▶ [EXCERPT]:
★ ★ ★ ★ ★

A semi-happy ending for ‘Once Upon a Time in America’


Once Upon a Time in America: Extended Director’s Cut

Warner Bros., $14.97; Blu-ray, $34.99

The long, tortured history of Sergio Leone’s 1984 masterpiece reaches a semi-happy end with the release of a new 251-minute, restored version on DVD and Blu-ray (with a Richard Schickel commentary track and a documentary). Leone’s ambitious adaptation of Harry Grey’s novel “The Hoods” stars Robert De Niro and James Woods as longtime friends who experience shifting fortunes in their criminal enterprises between the 1920s and the ‘60s. After the long version of the movie with its artfully jumbled chronology won raves at Cannes, the American distributors hacked it down and streamlined it, though in the decades since, still-incomplete longer versions have come out on home video. The new version — reconstructed with the help of Martin Scorsese — is the closest yet to Leone’s vision and is one of the cinematic events of the year.

Transformers: Age of Extinction

Paramount, $29.99; Blu-ray, $39.99

Available on VOD Tuesday

It’s hard to argue against a movie that’s made a billion dollars worldwide without sounding like a spoilsport, but with Michael Bay’s latest giant robot brawl, the question isn’t whether it was worth seeing in summer 2014 but whether anyone will care 10 years from now. Set five years after “Transformers: Dark of the Moon,” the new film introduces a new hero — a small-town single dad and tinkerer, played by Mark Wahlberg — but is otherwise indistinguishable from the earlier “Transformers” pictures. The quick-cut editing is near-incomprehensible, the jokes and dialogue are corny, and although Bay brings a sense of awe to the sight of massive robots wreaking havoc, the trick becomes less impressive by the second hour. “Age of Extinction” is fleetingly diverting, but it lacks heart and inventiveness — and is ultimately unmemorable. The DVD and Blu-ray set are generous with extras, piling on three hours of featurettes.


Universal, $29.98; Blu-ray, $34.98

Available on VOD Tuesday

After spending a decade-plus making big-budget studio pictures, Jon Favreau returns to his indie roots, making his warmest, funniest, most personal picture since “Swingers.” In addition to writing and directing, Favreau stars as a popular L.A. chef who quits his job and travels across the country in a food truck, making Cuban sandwiches with his ex-wife (Sofia Vergara) and son. Favreau is a little too alarmist about Internet trolls and critics, and it takes too long for the movie’s plot to kick in, but otherwise this is a charming and well-acted film, with strong supporting turns by John Leguizamo, Dustin Hoffman and Scarlett Johansson, among others. (Audiences agree: “Chef” is one of the most successful indie films of 2014.) The “Chef” DVD and Blu-ray adds deleted scenes and a commentary track with Favreau and his culinary consultant, Roy Choi.

★ ★ ★ ★ ★

▶ [EXTRACTED RECORDS]:
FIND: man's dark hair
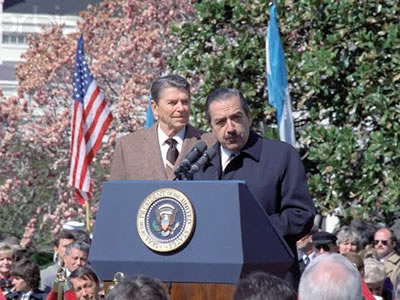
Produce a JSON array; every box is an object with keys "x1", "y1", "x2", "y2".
[
  {"x1": 106, "y1": 276, "x2": 169, "y2": 300},
  {"x1": 150, "y1": 75, "x2": 190, "y2": 103},
  {"x1": 53, "y1": 230, "x2": 75, "y2": 248},
  {"x1": 206, "y1": 88, "x2": 250, "y2": 124},
  {"x1": 69, "y1": 267, "x2": 100, "y2": 288},
  {"x1": 233, "y1": 272, "x2": 297, "y2": 300},
  {"x1": 10, "y1": 258, "x2": 40, "y2": 290},
  {"x1": 65, "y1": 241, "x2": 90, "y2": 256}
]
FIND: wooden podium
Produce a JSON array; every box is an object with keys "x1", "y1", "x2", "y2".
[{"x1": 89, "y1": 181, "x2": 293, "y2": 300}]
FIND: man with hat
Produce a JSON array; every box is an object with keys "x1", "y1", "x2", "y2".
[{"x1": 312, "y1": 231, "x2": 338, "y2": 256}]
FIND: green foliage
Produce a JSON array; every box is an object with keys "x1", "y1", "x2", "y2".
[{"x1": 170, "y1": 0, "x2": 400, "y2": 223}]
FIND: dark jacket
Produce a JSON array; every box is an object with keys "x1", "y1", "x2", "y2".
[{"x1": 193, "y1": 132, "x2": 315, "y2": 284}]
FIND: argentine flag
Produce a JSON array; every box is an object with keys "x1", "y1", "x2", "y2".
[{"x1": 266, "y1": 5, "x2": 296, "y2": 146}]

★ ★ ★ ★ ★

▶ [PROBLEM STATEMENT]: Condense the home-video reviews above into three sentences, one for each film.

▶ [EXERCISE RESPONSE]: A restored 251-minute cut of Sergio Leone's 1984 "Once Upon a Time in America," reconstructed with the help of Martin Scorsese, is out on DVD and Blu-ray and comes closer than any earlier version to Leone's vision. Michael Bay's "Transformers: Age of Extinction" adds Mark Wahlberg as a new hero but is otherwise indistinguishable from the earlier "Transformers" pictures, and it is judged fleetingly diverting but ultimately unmemorable. In "Chef," Jon Favreau writes, directs and stars as an L.A. chef who quits his job to travel the country in a food truck, and the review calls it a charming, well-acted return to his indie roots.